>> BEGIN Information provided

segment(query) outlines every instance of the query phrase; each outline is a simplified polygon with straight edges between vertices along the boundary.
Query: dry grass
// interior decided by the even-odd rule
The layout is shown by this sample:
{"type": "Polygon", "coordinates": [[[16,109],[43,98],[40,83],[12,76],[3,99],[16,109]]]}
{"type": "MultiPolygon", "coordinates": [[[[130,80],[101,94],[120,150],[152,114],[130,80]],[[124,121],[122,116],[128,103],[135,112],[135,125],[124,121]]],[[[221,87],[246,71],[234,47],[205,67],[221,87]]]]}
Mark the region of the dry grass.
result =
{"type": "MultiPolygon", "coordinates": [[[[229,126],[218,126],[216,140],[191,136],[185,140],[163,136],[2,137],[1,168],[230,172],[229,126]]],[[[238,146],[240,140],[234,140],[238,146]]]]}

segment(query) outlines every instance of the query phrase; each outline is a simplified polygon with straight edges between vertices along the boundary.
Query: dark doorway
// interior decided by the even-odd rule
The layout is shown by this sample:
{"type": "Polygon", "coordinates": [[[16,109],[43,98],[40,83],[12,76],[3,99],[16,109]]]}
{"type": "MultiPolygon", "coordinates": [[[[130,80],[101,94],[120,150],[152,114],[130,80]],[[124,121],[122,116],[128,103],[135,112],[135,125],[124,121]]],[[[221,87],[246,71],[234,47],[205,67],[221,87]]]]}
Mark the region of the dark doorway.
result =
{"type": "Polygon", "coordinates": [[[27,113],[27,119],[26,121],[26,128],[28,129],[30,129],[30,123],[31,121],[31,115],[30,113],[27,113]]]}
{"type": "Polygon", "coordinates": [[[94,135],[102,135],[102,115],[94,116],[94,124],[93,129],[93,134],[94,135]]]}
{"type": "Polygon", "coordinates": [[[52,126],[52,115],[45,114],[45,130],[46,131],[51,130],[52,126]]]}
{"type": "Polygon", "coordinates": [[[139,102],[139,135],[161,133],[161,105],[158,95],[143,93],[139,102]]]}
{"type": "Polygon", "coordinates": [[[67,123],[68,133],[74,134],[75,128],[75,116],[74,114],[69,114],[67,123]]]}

>> END Information provided

• [Task prompt] Find every line in the data above that contains the word "grass" and copy each one.

• [Exercise response]
Query: dry grass
Mark the region of the dry grass.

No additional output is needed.